(Rows drawn from a dataset)

__________

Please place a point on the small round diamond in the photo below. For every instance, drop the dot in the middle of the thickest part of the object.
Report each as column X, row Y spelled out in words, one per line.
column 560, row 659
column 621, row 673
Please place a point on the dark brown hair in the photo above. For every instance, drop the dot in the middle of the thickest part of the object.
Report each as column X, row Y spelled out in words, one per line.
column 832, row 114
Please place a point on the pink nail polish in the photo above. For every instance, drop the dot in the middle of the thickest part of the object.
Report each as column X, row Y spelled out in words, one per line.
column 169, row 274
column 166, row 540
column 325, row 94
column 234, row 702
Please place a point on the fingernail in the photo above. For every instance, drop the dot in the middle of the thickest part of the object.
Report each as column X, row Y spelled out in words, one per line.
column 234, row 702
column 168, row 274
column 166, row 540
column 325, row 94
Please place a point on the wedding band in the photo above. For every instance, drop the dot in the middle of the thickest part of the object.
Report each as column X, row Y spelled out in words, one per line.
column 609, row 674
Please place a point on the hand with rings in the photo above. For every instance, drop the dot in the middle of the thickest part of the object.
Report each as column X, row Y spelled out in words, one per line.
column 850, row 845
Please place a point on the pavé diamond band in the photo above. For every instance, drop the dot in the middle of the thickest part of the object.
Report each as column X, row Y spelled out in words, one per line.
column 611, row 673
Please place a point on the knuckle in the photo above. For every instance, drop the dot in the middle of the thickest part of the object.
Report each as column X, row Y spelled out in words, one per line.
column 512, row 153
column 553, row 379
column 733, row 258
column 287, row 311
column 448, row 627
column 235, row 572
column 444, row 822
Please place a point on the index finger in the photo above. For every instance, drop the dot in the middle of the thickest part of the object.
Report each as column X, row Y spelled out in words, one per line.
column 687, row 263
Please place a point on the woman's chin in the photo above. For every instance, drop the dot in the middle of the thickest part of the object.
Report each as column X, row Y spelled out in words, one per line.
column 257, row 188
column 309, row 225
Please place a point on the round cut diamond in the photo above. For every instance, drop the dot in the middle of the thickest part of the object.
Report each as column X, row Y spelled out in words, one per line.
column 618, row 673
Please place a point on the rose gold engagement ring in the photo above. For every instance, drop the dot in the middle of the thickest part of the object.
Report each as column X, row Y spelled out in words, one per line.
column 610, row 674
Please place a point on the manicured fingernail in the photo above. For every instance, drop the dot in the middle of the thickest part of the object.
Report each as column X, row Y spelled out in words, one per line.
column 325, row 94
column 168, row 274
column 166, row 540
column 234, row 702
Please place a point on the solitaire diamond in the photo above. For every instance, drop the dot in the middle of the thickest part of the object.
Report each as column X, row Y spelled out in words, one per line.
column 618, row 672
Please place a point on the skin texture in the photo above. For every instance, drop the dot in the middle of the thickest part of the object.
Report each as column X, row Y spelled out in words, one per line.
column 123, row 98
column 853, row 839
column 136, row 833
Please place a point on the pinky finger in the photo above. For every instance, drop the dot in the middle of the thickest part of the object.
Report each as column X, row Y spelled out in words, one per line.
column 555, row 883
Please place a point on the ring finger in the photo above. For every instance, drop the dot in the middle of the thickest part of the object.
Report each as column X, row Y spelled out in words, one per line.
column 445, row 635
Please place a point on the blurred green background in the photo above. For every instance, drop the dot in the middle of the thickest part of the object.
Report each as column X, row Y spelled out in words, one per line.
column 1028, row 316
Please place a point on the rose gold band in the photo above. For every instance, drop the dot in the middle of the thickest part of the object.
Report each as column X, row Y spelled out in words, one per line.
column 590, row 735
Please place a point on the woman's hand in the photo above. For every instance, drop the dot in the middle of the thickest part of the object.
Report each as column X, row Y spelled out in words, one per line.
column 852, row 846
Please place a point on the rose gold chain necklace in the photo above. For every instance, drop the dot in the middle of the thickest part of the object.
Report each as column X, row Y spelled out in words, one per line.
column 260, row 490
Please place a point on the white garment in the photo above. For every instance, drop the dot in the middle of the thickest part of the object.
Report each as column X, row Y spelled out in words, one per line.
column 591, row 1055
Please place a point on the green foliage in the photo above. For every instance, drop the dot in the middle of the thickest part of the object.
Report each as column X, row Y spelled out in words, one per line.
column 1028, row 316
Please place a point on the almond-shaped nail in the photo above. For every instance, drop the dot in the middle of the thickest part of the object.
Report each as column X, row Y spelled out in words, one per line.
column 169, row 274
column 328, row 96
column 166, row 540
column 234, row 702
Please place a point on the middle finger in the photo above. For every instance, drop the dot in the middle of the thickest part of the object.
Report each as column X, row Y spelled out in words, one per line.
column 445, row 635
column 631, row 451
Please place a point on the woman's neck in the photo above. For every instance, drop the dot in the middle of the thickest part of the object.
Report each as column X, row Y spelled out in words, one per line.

__________

**EXERCISE PROMPT**
Write out all of the items again, swapping "thickest part" for "widest part" wherever it occurs and leaving everything else the same.

**FULL RESPONSE**
Please place a point on the small round diamond in the photo below. For every instance, drop the dot in the middle of the widest part of the object.
Report each as column X, row Y spelled out in words, one per line.
column 560, row 659
column 621, row 673
Please place a point on the dark brown hair in the photo above. For every instance, drop the dot in the middle of the widest part of the object.
Report each as column X, row Y spelled out in words, one per line.
column 832, row 114
Please place a point on the pink nail polish in the photo above. For every instance, drop the dot in the middle of the widest part of the object.
Report each as column X, row Y spelled out in words, one per line.
column 169, row 274
column 166, row 540
column 325, row 94
column 234, row 702
Please place a point on the fingernail in the photo above. For every instance, drop the dot in the middle of the widest part of the object.
Report each as column X, row Y spelled out in words, one per line.
column 234, row 702
column 168, row 274
column 166, row 540
column 325, row 94
Please place a point on the wedding band in the photo above. For every instance, drop the dot in the middle of the widest part of the object.
Report each as column X, row Y spelled out in words, one per line.
column 609, row 674
Please place a point on the hand with rings in the photo above. For every instance, drop the dot in the middle of the widest part of the object.
Report each as column X, row Y spelled out in words, one per line.
column 850, row 845
Please place a point on the pavé diamond band in the photo above. For every instance, drop the dot in the middle of the widest part of the object.
Report each as column X, row Y spelled out in words, one per line.
column 611, row 673
Please place a point on the knuckle in the photo above. For every instance, drop the dot in the middle of the widest part of the object.
Report each as column X, row Y spelled out in words, one per line.
column 512, row 153
column 553, row 379
column 733, row 258
column 287, row 311
column 448, row 627
column 235, row 572
column 444, row 822
Please place a point on the index finger in the photo above. For every instance, drop the dot in the middle of the widest part of the object.
Report each as column X, row Y spelled out in words, one per line.
column 687, row 263
Please place a point on the woman's chin in the photo above. For every instance, drop the dot in the middle of the widest part of the object.
Report each as column X, row Y spelled out in words, one per line.
column 257, row 188
column 309, row 225
Please place a point on the round cut diamond in the photo above. For every instance, drop the dot in the middle of the widest part of the object.
Report each as column X, row Y spelled out in words, one per line.
column 618, row 673
Please place a point on the rose gold engagement ring in the photo above. For every instance, drop the dot in the middle of the widest part of the object.
Report each as column X, row Y spelled out in words, one per line.
column 610, row 674
Please place a point on the manicured fingernail in the photo above. For every instance, drop the dot in the middle of the widest part of the object.
Report each as column X, row Y spelled out in words, one per line.
column 325, row 94
column 168, row 274
column 166, row 540
column 234, row 702
Please place a point on the solitaire diamond in the photo above. For every instance, drop the dot in the middle of the widest part of the object.
Report each as column X, row Y spelled out in words, one per line.
column 618, row 672
Please place a point on the skin texture in the photo above. For every instance, drop the dot in the middle of the widest part of the object.
Report each as column X, row Y spelled out in words, one per line.
column 123, row 98
column 853, row 839
column 136, row 833
Please place a point on the pinky finger in the photo above. For every instance, drop the dot in the middle of the widest part of the object.
Report each as column X, row Y spelled out in words, one per line.
column 555, row 883
Please place a point on the ring finger in the photo above. For every instance, drop the dot in the middle of the widest part of the object.
Report each as column X, row Y spelled out in words, one per line.
column 445, row 635
Please place a point on the blurred green background in the photo above. For every instance, drop the dot in the middle of the widest part of the object.
Report each as column X, row Y spelled out in words, one per line.
column 1028, row 316
Please place a point on the rose gold band in the photo above. For every instance, drop the dot in the middle of the widest part of the object.
Report each as column X, row Y spelled out in words, one per line.
column 590, row 735
Please place a point on the woman's hand in the photo above. For every instance, drop the dot in the middle of the widest part of the object.
Report each as column X, row Y spelled out in words, one per line.
column 852, row 846
Please place a point on the rose gold chain necklace in the photo above. For every instance, drop the dot in the middle of the widest part of the object.
Report each as column X, row Y spelled out in words, one per line.
column 260, row 490
Please place a point on the white garment in the photo above. For every instance, drop the dot in the middle of the widest part of the object.
Report each as column X, row Y spelled out in words, one per line.
column 591, row 1055
Please place a point on the green foliage in the photo above. For every instance, drop the dot in the middle of the widest part of the object.
Report each as column X, row Y spelled out in words, one per line.
column 1028, row 316
Please place a point on the almond-shaped nail in the photo above. For every instance, drop the dot in the middle of the widest part of the object.
Report each as column X, row Y spelled out in words, one per line.
column 169, row 274
column 328, row 96
column 166, row 540
column 234, row 702
Please place a point on the middle finger in the photo above. For every instance, drop the dot in the middle of the widest part of the object.
Report each as column X, row Y spelled out in words, one per line.
column 445, row 635
column 631, row 451
Please place a point on the woman's neck in the photo above. For every instance, drop the dot in the middle of the widest part of the object.
Report each as column X, row Y spelled out in words, one per line.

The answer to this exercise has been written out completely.